Stated exercise:
Rewrite the rows below with "window" replaced by "door" and nothing else changed. Omit the pictures.

** start **

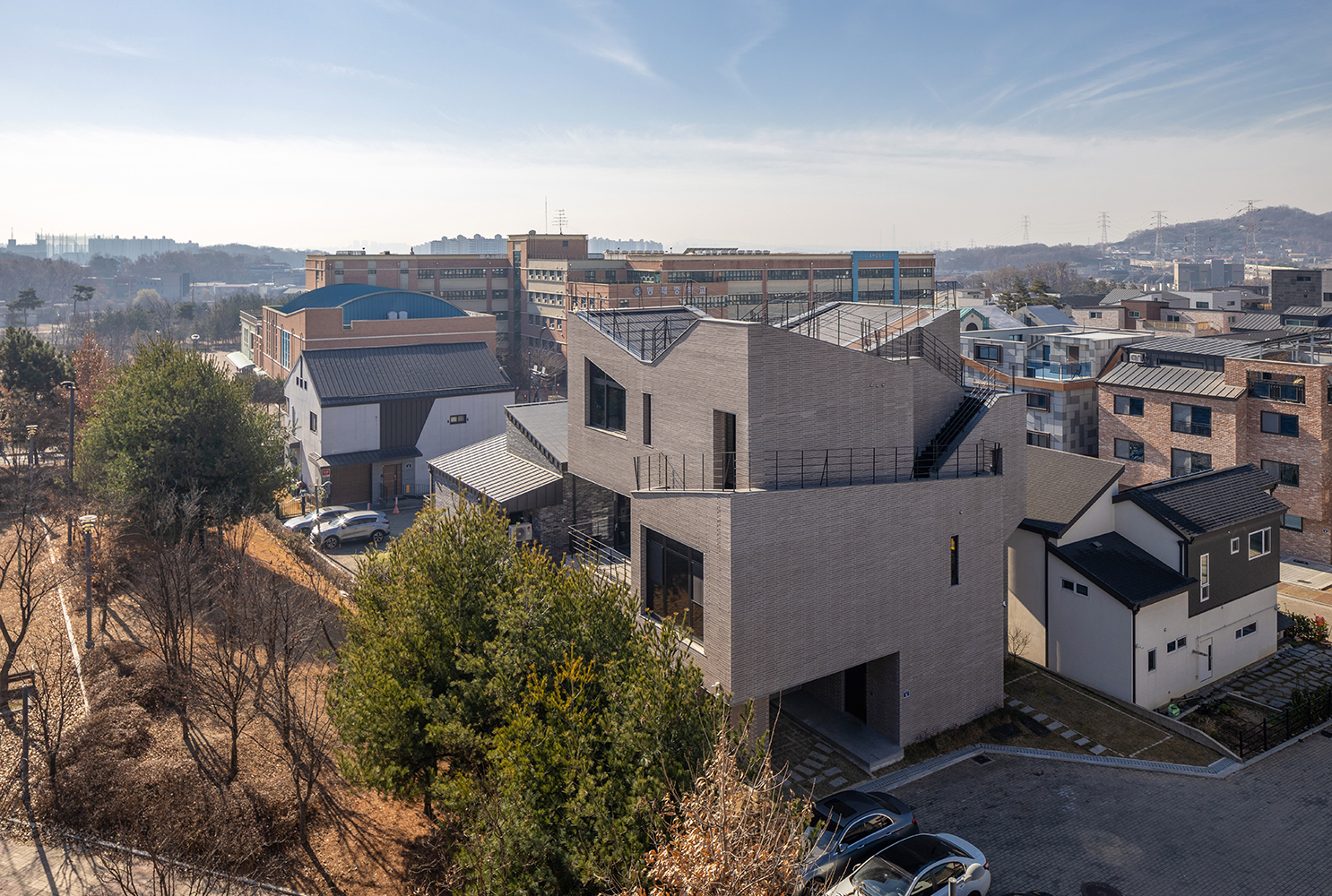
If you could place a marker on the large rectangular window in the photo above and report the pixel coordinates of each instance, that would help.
(1184, 462)
(1280, 424)
(1127, 450)
(605, 401)
(1288, 474)
(1191, 418)
(1127, 405)
(676, 582)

** end **

Written response:
If you could place a marker on the large rectangular door in the photo above and report the pixel coordinates of each instance, that would help.
(1184, 462)
(1280, 424)
(1127, 450)
(605, 401)
(1288, 474)
(1191, 418)
(1127, 405)
(676, 582)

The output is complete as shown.